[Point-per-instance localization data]
--- START ---
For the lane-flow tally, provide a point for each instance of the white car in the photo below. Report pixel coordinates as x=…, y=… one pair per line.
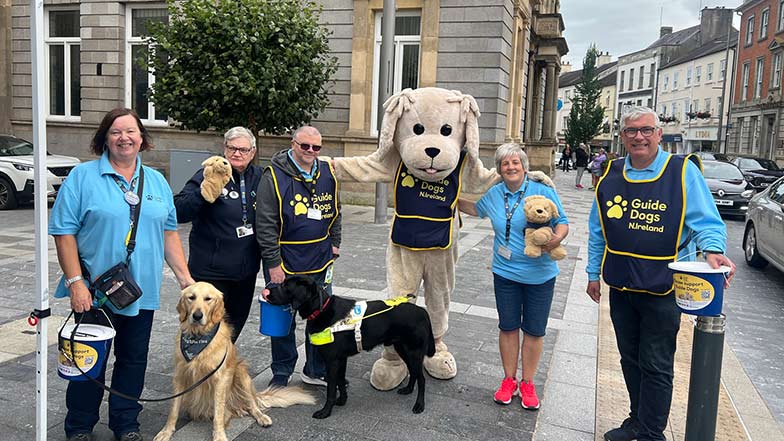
x=16, y=171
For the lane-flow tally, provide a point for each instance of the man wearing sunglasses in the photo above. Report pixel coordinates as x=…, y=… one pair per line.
x=651, y=208
x=298, y=228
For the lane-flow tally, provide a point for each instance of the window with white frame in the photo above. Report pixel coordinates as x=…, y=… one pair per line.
x=780, y=26
x=63, y=63
x=758, y=77
x=745, y=82
x=775, y=80
x=138, y=78
x=406, y=53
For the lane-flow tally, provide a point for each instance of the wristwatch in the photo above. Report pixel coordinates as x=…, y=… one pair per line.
x=72, y=280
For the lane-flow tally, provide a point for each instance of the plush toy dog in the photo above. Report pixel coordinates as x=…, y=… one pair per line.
x=217, y=172
x=429, y=148
x=538, y=212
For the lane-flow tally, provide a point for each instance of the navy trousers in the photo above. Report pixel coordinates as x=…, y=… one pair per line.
x=83, y=398
x=646, y=330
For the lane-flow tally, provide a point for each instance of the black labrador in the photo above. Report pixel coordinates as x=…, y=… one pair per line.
x=405, y=326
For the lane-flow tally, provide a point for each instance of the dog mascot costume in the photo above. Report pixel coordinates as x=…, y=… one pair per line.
x=429, y=148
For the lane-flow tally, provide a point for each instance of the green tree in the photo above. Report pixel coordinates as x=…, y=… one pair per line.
x=263, y=64
x=585, y=118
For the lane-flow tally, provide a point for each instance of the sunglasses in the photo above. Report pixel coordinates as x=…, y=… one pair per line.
x=315, y=147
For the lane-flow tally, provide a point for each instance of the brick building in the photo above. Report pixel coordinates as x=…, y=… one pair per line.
x=757, y=96
x=506, y=53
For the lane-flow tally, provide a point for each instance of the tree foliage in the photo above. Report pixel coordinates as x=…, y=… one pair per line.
x=263, y=64
x=585, y=118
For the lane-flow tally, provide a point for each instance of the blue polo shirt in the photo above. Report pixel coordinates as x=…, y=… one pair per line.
x=520, y=268
x=90, y=206
x=701, y=222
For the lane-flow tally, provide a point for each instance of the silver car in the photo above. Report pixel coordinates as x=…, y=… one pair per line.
x=763, y=240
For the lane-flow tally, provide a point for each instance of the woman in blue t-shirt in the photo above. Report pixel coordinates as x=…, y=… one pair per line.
x=520, y=282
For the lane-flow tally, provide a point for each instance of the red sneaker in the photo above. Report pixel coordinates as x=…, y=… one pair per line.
x=507, y=390
x=528, y=393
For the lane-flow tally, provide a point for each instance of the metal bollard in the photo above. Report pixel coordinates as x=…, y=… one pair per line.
x=706, y=355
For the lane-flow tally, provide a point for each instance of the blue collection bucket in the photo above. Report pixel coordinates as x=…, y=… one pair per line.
x=90, y=351
x=699, y=289
x=275, y=319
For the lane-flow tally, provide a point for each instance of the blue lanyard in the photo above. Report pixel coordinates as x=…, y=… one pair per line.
x=510, y=213
x=244, y=202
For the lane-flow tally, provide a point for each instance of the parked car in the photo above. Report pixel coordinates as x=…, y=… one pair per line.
x=763, y=240
x=16, y=171
x=730, y=190
x=761, y=172
x=712, y=156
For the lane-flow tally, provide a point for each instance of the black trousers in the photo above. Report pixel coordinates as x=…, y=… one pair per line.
x=237, y=300
x=646, y=330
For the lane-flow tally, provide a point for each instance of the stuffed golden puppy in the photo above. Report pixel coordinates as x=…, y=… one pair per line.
x=217, y=172
x=538, y=212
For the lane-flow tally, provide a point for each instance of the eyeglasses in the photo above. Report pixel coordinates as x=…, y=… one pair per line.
x=315, y=147
x=631, y=132
x=241, y=150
--- END ---
## Assignment
In the records above, copy exactly the lines from the one that contains "of the stuffed" through the last, and nothing else.

## Expected output
For the lane-flow tally, provide a point for each instance of the stuffed golden puppy in the photo above. Report pixel coordinates as x=…, y=… one pair per line.
x=217, y=172
x=538, y=212
For the lane-flow tally, provide a point for each instance of the eyeglasses in the photo above. Report pixel coordinates as x=…, y=… one pair per line.
x=315, y=147
x=631, y=132
x=241, y=150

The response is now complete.